→ **Extracted data**:
--------------------------------------------------
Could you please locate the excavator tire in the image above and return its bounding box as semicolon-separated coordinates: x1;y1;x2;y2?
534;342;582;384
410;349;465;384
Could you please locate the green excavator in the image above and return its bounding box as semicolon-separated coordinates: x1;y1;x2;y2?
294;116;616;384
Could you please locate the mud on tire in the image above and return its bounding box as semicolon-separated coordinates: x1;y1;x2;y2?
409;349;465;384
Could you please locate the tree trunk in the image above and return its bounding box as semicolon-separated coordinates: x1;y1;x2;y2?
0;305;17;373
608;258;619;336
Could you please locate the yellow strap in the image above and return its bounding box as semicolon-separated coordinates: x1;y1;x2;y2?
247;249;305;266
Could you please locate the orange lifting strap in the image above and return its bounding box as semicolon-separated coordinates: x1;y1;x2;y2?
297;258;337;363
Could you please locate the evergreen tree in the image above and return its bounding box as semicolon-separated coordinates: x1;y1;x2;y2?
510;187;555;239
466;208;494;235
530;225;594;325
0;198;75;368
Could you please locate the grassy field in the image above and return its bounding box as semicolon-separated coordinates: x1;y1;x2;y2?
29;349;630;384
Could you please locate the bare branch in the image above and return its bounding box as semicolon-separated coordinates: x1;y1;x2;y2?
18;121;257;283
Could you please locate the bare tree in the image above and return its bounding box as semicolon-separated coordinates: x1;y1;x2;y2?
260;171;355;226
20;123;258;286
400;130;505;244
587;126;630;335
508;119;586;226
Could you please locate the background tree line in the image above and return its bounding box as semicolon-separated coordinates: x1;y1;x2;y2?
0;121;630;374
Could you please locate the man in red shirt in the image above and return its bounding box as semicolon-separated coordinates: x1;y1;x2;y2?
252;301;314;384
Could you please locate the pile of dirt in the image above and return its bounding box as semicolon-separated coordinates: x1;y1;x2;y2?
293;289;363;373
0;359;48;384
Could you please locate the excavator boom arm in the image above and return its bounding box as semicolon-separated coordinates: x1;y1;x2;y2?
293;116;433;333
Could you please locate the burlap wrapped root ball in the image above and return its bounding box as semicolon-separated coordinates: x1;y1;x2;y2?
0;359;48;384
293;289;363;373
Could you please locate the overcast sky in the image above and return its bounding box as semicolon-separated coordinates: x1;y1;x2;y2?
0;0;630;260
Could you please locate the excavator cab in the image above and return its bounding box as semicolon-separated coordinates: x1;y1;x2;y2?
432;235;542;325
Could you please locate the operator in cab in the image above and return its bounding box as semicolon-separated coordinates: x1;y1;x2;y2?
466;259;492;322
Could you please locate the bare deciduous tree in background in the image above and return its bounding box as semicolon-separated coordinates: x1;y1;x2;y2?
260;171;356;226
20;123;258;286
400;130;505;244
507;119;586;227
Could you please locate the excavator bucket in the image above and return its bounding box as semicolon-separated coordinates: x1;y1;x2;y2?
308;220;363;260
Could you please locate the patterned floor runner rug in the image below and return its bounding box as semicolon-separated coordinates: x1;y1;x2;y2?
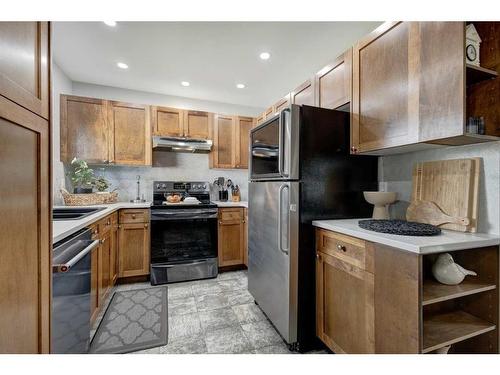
90;286;168;354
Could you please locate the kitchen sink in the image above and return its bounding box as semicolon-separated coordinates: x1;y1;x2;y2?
52;207;106;220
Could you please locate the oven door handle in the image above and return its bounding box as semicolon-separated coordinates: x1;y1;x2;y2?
151;259;208;268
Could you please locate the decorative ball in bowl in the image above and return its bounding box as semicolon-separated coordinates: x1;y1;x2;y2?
363;191;398;220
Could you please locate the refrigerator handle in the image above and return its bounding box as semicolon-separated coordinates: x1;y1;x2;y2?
278;184;289;255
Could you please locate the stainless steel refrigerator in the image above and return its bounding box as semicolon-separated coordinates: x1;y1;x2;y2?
248;105;378;351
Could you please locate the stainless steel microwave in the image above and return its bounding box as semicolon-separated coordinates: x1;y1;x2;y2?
248;104;300;181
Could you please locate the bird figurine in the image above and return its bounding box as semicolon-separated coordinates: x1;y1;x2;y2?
432;253;477;285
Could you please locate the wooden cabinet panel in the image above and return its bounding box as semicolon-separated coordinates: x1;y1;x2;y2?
236;117;253;169
108;102;152;165
0;22;50;119
316;252;375;353
97;232;111;307
218;208;245;267
351;22;418;152
0;22;52;354
151;106;184;137
410;22;465;142
184;111;213;139
60;95;110;163
210;115;236;168
90;247;99;324
109;213;119;286
273;94;291;114
315;48;352;109
120;208;149;224
118;223;150;277
290;79;316;106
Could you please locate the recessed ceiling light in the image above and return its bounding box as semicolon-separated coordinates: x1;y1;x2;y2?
259;52;271;60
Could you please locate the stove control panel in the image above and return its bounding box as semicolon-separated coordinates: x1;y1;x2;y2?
153;181;210;193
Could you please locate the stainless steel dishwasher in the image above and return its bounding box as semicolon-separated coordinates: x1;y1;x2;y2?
51;228;99;354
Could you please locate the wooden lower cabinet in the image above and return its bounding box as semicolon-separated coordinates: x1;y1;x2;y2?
109;212;119;285
316;252;375;353
118;209;150;277
316;229;500;354
218;208;245;267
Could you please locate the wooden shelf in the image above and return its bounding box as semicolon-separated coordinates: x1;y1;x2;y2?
422;279;496;306
465;64;498;86
422;311;496;353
--------------------------------------------------
→ **Task brief**:
Convert all of the material above into a numbered list, skipping any blank lines. Leave the pictures out of your answer.

→ **Expected answer**:
1. Could you please locate the excavator tire in the image above and return its bounding box as semicolon-separated coordinates: x1;y1;x2;y2?
2. 534;342;582;384
3. 410;349;465;384
4. Could you please locate the green excavator in the image above and return its bounding box as semicolon-separated coordinates: x1;y1;x2;y2?
5. 294;116;616;384
6. Could you please locate the mud on tire in the image above and return its bounding box as semicolon-separated coordinates: x1;y1;x2;y2?
7. 409;349;465;384
8. Could you please locate the tree trunk in the image above and return its bounding box as semicolon-separated coordinates: x1;y1;x2;y2?
9. 0;305;17;373
10. 608;258;619;336
11. Could you please locate the yellow strap in the image above and return its bounding box as semicolon-separated coordinates: x1;y1;x2;y2?
12. 247;249;305;266
13. Could you please locate the orange lifting strap in the image above and return its bounding box as semicolon-separated coordinates: x1;y1;x2;y2?
14. 297;258;337;363
15. Could you please locate the evergreen tree in the image above and return its bounding box as semicolon-separated coordinates: x1;y1;x2;y2?
16. 510;187;555;239
17. 466;208;494;235
18. 530;225;594;325
19. 0;198;75;368
20. Could you please locate the grassy field in the image above and return its bounding box as semicolon-separated coordinates: x1;y1;x2;y2?
21. 29;349;630;384
22. Could you please locate the bare branch in the image above and return its bounding box as semicolon-separated coordinates: x1;y1;x2;y2?
23. 18;121;257;283
24. Could you please locate the bare tree in the image above and return its bounding box as semicolon-separated coordinates: x1;y1;x2;y2?
25. 260;171;355;226
26. 20;123;258;286
27. 400;130;505;244
28. 587;126;630;335
29. 508;119;586;226
30. Could you please locate the background tree line in the image above and return its bounding box as semicolon-separated coordinates: x1;y1;x2;y2?
31. 0;121;630;374
32. Could you please locate the man in red shirt in the image above and return its bounding box as semicolon-separated coordinates: x1;y1;x2;y2?
33. 252;301;314;384
34. Could you please locate the pile of dirt in the image above and return its bounding box as semicolon-separated coordinates: x1;y1;x2;y2?
35. 293;289;363;373
36. 0;359;48;384
37. Could you please locate the excavator boom arm in the image above and return its bounding box as semicolon-separated coordinates: x1;y1;x2;y2?
38. 293;116;433;333
39. Could you please locate the burlap wrapped root ball in the image above and return its bounding box as semicolon-separated coordinates: x1;y1;x2;y2?
40. 0;359;48;384
41. 293;289;363;373
42. Could you please locate the overcast sky in the image above and return its bounding box as semicolon-separated coordinates: x1;y1;x2;y2?
43. 0;0;630;260
44. Could you please locate the excavator cab in the image above and return its bounding box as semicolon-separated coordinates: x1;y1;x2;y2?
45. 432;235;542;325
46. Could you please locate the operator in cab in the image above and return its bounding box as semicolon-separated coordinates: x1;y1;x2;y2?
47. 466;259;492;322
48. Could you please locate the bare deciduous tree in background in the image above and return its bounding box as semicolon-separated coordinates: x1;y1;x2;y2?
49. 260;171;356;226
50. 20;123;258;286
51. 400;130;505;244
52. 507;119;586;227
53. Could you please locate the excavator bucket in the image above and return its bounding box as semicolon-separated coordinates: x1;y1;x2;y2?
54. 308;220;363;260
55. Could you please locate the patterned floor runner rug in the image below and return its bounding box as semicolon-separated coordinates: x1;y1;x2;y2?
56. 90;286;168;354
57. Could you please locate the kitchen sink in the image above and return its bounding box as semicolon-separated coordinates: x1;y1;x2;y2?
58. 52;207;106;220
59. Could you please locate the oven door handle in the image above and return its bounding box as semicolon-separated coordinates: x1;y1;x2;y2?
60. 151;259;208;268
61. Could you please locate the decorative ball in bowl in the image above and return its bounding box as semicolon-separated coordinates: x1;y1;x2;y2?
62. 363;191;398;220
63. Could you please locate the refrigerator handle in the image above and return its bounding box as semicolon-separated coordinates: x1;y1;x2;y2?
64. 278;184;289;255
65. Could you please locate the stainless steel refrigerator in the image above and return its bounding box as semicolon-separated coordinates: x1;y1;x2;y2?
66. 248;105;378;351
67. Could you please locate the stainless steel microwave in the image above and return its bounding box as semicolon-separated coordinates: x1;y1;x2;y2?
68. 248;104;300;181
69. Could you please locate the bird figurine in the image above and return its bounding box as semicolon-separated coordinates: x1;y1;x2;y2?
70. 432;253;477;285
71. Could you please locate the wooden cabinet panel in the image above and return its bounding box as semicolon-separated coordinates: x1;y1;x2;y2?
72. 236;117;253;169
73. 108;102;152;165
74. 0;22;50;119
75. 316;252;375;353
76. 97;232;111;307
77. 218;208;245;267
78. 351;22;418;152
79. 0;22;52;354
80. 151;106;184;137
81. 410;22;465;142
82. 184;111;213;139
83. 60;95;110;163
84. 210;115;236;168
85. 90;247;99;324
86. 109;213;119;286
87. 273;94;291;114
88. 315;48;352;109
89. 120;208;149;224
90. 118;223;150;277
91. 290;79;316;106
92. Could you please locate the recessed ceiling light in the image above and return its bounding box as semicolon-separated coordinates: x1;y1;x2;y2?
93. 259;52;271;60
94. Could you please locate the stove control panel in the image above and return its bounding box as semicolon-separated coordinates: x1;y1;x2;y2?
95. 153;181;210;193
96. Could you please locate the stainless steel dishwasher in the image above and return its bounding box as semicolon-separated coordinates: x1;y1;x2;y2?
97. 51;228;99;354
98. Could you please locate the wooden lower cabinet in the image above and return its bounding box as semicolon-separated coordinates: x1;y1;x2;y2?
99. 109;212;119;285
100. 316;252;375;353
101. 118;209;150;277
102. 316;229;500;354
103. 218;208;245;267
104. Could you please locate the wooden shelf in the image above and return its bounding box as semicolon-separated coordinates: x1;y1;x2;y2?
105. 422;279;496;306
106. 465;64;498;86
107. 422;311;496;353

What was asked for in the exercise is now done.